* Given task *
Please return every line of the records below that contains the string "JSON". Treat uppercase and lowercase as different.

* Data extract *
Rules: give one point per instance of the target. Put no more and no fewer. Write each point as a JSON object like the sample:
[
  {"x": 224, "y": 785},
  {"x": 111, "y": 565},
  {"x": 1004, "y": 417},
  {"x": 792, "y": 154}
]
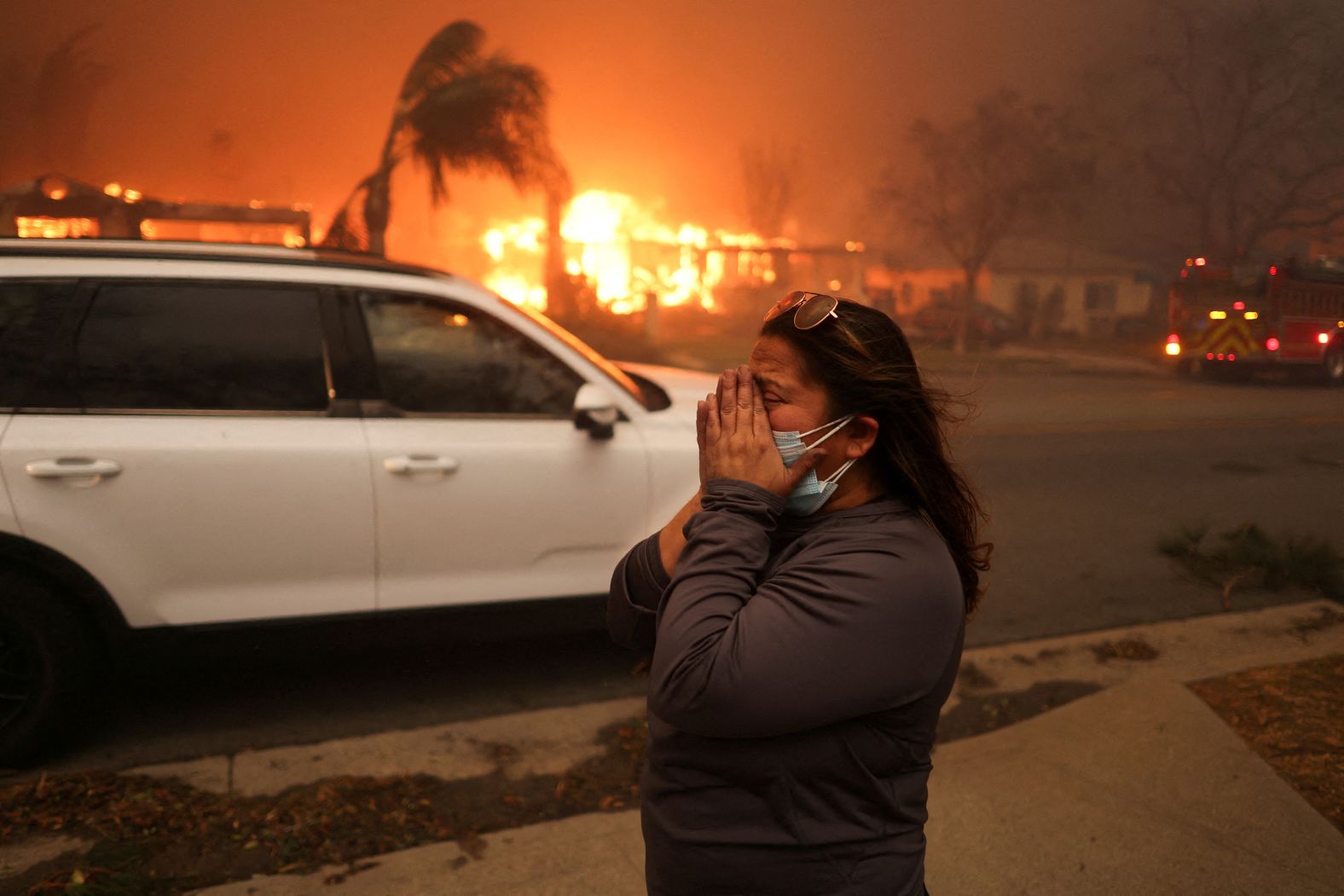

* Exercise result *
Rules: give one point per instance of the target. Put no more and no fewer. Write each point as a JSON object like the sample:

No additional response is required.